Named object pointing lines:
***

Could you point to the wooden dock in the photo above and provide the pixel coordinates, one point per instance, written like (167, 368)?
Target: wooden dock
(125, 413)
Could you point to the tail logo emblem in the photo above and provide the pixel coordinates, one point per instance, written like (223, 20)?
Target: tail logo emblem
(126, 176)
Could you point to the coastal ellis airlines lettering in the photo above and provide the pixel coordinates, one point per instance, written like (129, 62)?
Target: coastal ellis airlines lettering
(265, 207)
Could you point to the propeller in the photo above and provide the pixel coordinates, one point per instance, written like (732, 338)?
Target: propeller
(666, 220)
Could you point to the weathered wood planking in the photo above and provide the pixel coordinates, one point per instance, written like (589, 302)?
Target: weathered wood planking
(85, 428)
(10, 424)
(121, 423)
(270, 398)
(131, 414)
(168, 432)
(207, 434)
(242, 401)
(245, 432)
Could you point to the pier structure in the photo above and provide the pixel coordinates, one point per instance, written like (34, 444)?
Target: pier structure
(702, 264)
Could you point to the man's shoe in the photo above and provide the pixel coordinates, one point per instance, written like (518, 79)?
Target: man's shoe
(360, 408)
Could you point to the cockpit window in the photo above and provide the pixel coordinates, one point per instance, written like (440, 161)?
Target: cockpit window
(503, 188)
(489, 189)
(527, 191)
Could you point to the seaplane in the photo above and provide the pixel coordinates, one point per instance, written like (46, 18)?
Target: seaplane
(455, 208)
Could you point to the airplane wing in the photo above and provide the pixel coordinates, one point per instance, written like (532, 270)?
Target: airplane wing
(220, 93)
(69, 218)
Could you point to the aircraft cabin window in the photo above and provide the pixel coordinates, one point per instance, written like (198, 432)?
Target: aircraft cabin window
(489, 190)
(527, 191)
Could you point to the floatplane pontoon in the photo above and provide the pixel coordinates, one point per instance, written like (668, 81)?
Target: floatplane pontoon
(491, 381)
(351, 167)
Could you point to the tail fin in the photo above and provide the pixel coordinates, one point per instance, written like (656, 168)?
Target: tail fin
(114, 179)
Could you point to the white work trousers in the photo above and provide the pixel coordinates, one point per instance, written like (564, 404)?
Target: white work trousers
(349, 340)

***

■ GIVEN INSTRUCTION ■
Return, without any change, the lines that start with the one containing "Could you point to the white" and run through the end of the lines, including both of those ends.

■ RESULT BELOW ■
Could you point to the white work trousers in the photo above and provide the pixel coordinates, one point per instance, written like (564, 404)?
Target: white work trousers
(349, 340)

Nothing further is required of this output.